◆ **PROBLEMA BREVE**
¿Qué filas de abajo contienen la palabra "grille"? Extrae cada una completa y ten en cuenta que se distinguen mayúsculas y minúsculas.

◆ **FILAS DE LA TAREA**

★ ★ ★ ★

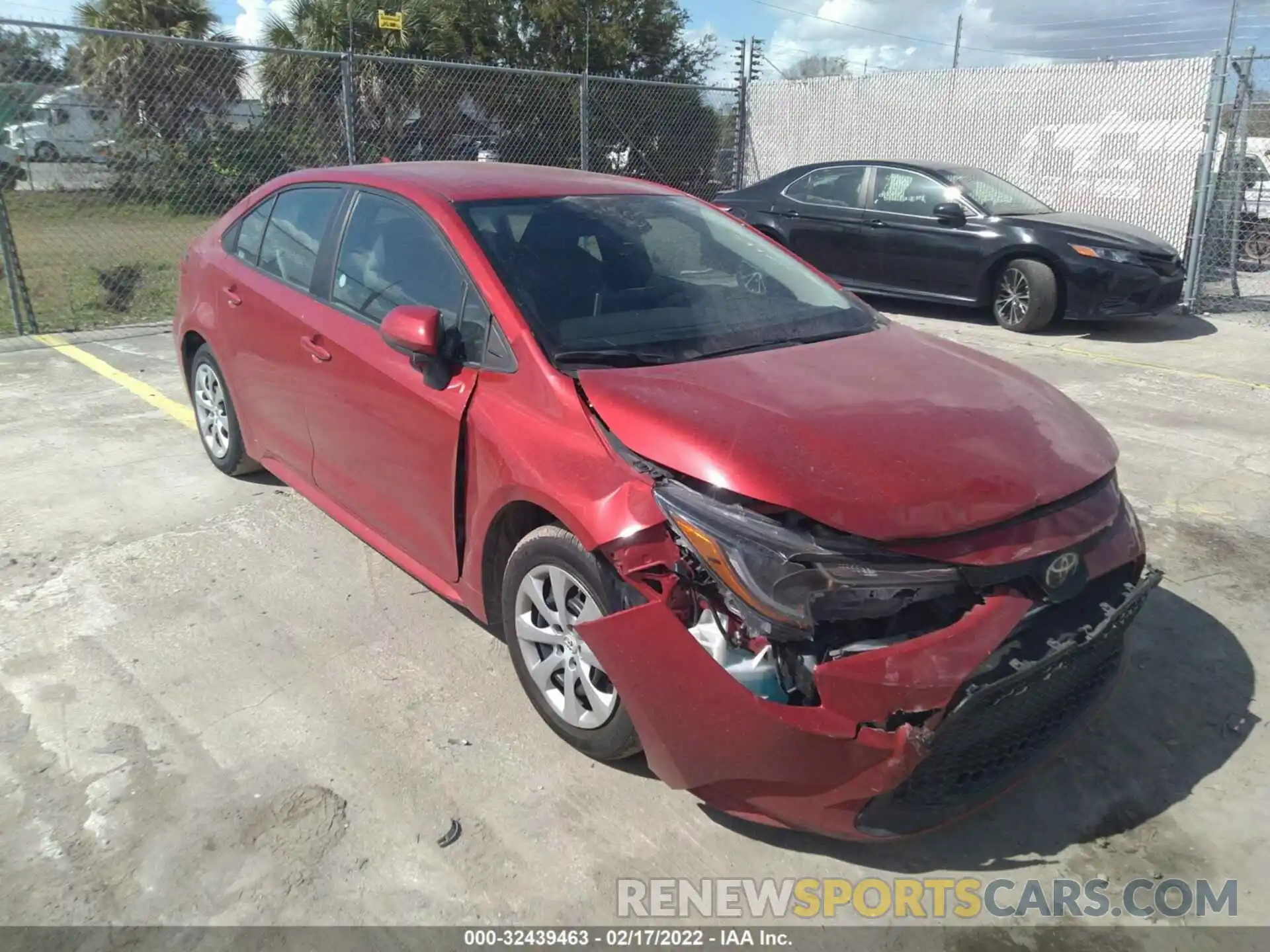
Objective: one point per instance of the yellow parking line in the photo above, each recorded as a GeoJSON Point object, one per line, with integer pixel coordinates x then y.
{"type": "Point", "coordinates": [1166, 368]}
{"type": "Point", "coordinates": [181, 413]}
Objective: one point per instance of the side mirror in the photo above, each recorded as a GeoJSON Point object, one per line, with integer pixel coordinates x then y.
{"type": "Point", "coordinates": [413, 329]}
{"type": "Point", "coordinates": [951, 214]}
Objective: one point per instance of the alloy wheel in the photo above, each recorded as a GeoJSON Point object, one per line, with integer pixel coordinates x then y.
{"type": "Point", "coordinates": [211, 412]}
{"type": "Point", "coordinates": [550, 603]}
{"type": "Point", "coordinates": [1256, 247]}
{"type": "Point", "coordinates": [1013, 298]}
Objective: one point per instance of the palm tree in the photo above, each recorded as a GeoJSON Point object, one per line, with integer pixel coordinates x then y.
{"type": "Point", "coordinates": [386, 95]}
{"type": "Point", "coordinates": [164, 88]}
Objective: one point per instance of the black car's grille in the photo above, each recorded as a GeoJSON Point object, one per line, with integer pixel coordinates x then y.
{"type": "Point", "coordinates": [999, 730]}
{"type": "Point", "coordinates": [1165, 266]}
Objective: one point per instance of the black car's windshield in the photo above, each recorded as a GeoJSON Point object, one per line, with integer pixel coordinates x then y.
{"type": "Point", "coordinates": [634, 280]}
{"type": "Point", "coordinates": [996, 196]}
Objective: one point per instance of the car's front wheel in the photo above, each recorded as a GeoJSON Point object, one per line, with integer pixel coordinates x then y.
{"type": "Point", "coordinates": [1025, 296]}
{"type": "Point", "coordinates": [216, 416]}
{"type": "Point", "coordinates": [550, 587]}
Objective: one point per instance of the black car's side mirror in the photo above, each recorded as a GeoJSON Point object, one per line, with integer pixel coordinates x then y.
{"type": "Point", "coordinates": [951, 214]}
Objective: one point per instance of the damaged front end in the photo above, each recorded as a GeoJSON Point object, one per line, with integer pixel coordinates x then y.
{"type": "Point", "coordinates": [847, 687]}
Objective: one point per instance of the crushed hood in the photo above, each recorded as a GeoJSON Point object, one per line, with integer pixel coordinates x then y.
{"type": "Point", "coordinates": [889, 434]}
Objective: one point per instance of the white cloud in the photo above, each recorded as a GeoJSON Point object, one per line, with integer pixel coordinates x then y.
{"type": "Point", "coordinates": [249, 24]}
{"type": "Point", "coordinates": [997, 32]}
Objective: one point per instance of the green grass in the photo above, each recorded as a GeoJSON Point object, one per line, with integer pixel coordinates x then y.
{"type": "Point", "coordinates": [65, 239]}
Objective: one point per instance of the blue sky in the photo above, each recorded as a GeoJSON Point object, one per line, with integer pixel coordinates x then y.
{"type": "Point", "coordinates": [907, 33]}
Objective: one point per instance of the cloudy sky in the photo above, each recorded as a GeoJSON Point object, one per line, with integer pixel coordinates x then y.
{"type": "Point", "coordinates": [921, 33]}
{"type": "Point", "coordinates": [907, 33]}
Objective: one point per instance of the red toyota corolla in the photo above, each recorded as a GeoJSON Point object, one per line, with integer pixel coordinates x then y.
{"type": "Point", "coordinates": [826, 571]}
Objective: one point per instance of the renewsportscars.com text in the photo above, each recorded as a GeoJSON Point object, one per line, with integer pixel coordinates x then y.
{"type": "Point", "coordinates": [963, 898]}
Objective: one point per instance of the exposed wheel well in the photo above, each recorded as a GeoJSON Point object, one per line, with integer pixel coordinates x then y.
{"type": "Point", "coordinates": [1060, 284]}
{"type": "Point", "coordinates": [513, 522]}
{"type": "Point", "coordinates": [190, 346]}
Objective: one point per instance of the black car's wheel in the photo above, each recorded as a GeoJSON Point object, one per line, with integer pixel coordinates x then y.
{"type": "Point", "coordinates": [216, 418]}
{"type": "Point", "coordinates": [1256, 245]}
{"type": "Point", "coordinates": [1025, 296]}
{"type": "Point", "coordinates": [550, 587]}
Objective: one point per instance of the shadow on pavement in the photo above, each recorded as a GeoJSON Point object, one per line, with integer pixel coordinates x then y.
{"type": "Point", "coordinates": [1177, 714]}
{"type": "Point", "coordinates": [1140, 331]}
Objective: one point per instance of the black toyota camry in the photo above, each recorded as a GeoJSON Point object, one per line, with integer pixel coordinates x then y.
{"type": "Point", "coordinates": [964, 237]}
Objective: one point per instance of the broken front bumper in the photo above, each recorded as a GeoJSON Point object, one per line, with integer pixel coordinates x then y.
{"type": "Point", "coordinates": [857, 766]}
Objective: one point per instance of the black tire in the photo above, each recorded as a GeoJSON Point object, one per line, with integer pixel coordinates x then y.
{"type": "Point", "coordinates": [554, 546]}
{"type": "Point", "coordinates": [1025, 296]}
{"type": "Point", "coordinates": [1256, 245]}
{"type": "Point", "coordinates": [234, 461]}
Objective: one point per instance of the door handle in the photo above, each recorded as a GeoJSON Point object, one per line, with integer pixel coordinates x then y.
{"type": "Point", "coordinates": [313, 346]}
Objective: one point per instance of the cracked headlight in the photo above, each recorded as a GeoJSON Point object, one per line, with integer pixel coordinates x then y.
{"type": "Point", "coordinates": [780, 574]}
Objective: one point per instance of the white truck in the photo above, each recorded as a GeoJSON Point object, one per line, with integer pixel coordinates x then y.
{"type": "Point", "coordinates": [65, 125]}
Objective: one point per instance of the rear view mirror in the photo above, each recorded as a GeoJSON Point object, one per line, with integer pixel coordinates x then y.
{"type": "Point", "coordinates": [413, 329]}
{"type": "Point", "coordinates": [951, 214]}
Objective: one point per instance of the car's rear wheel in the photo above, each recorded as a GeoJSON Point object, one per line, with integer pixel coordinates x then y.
{"type": "Point", "coordinates": [552, 586]}
{"type": "Point", "coordinates": [215, 415]}
{"type": "Point", "coordinates": [1025, 296]}
{"type": "Point", "coordinates": [1256, 245]}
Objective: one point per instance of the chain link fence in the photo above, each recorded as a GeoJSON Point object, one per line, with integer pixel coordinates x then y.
{"type": "Point", "coordinates": [1232, 237]}
{"type": "Point", "coordinates": [1119, 140]}
{"type": "Point", "coordinates": [122, 147]}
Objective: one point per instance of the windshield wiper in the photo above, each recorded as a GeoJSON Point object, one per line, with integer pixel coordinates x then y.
{"type": "Point", "coordinates": [786, 342]}
{"type": "Point", "coordinates": [613, 357]}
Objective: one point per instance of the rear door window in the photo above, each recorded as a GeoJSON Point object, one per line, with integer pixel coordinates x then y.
{"type": "Point", "coordinates": [288, 249]}
{"type": "Point", "coordinates": [837, 187]}
{"type": "Point", "coordinates": [251, 231]}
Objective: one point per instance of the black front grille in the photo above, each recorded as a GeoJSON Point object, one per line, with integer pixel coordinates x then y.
{"type": "Point", "coordinates": [1165, 266]}
{"type": "Point", "coordinates": [997, 730]}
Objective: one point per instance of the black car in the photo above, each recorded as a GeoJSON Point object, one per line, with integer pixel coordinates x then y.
{"type": "Point", "coordinates": [964, 237]}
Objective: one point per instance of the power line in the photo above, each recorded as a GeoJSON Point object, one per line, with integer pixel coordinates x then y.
{"type": "Point", "coordinates": [880, 32]}
{"type": "Point", "coordinates": [1049, 54]}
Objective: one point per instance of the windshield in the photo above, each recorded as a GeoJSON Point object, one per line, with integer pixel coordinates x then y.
{"type": "Point", "coordinates": [629, 280]}
{"type": "Point", "coordinates": [996, 196]}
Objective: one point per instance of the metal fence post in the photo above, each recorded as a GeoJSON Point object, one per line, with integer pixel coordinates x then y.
{"type": "Point", "coordinates": [1240, 132]}
{"type": "Point", "coordinates": [347, 102]}
{"type": "Point", "coordinates": [742, 116]}
{"type": "Point", "coordinates": [1205, 182]}
{"type": "Point", "coordinates": [585, 122]}
{"type": "Point", "coordinates": [19, 300]}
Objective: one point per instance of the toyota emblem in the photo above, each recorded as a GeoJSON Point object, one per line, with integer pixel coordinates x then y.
{"type": "Point", "coordinates": [1061, 571]}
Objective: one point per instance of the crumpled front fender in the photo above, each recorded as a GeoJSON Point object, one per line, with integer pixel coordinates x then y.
{"type": "Point", "coordinates": [803, 767]}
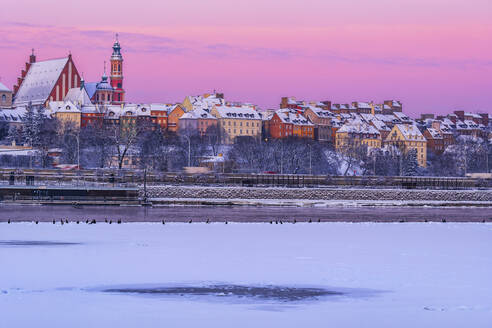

★ ★ ★ ★

◆ **RESPUESTA COMPLETA**
Objective: one point per instance of the black car's grille in the photo above, each recorded as a GeoJSON Point object, one per line, with integer pixel coordinates x then y.
Objective: one point per instance of the black front grille in the photo above, each recorded as a GeoJSON Point object, one per line, with integer pixel coordinates x then y.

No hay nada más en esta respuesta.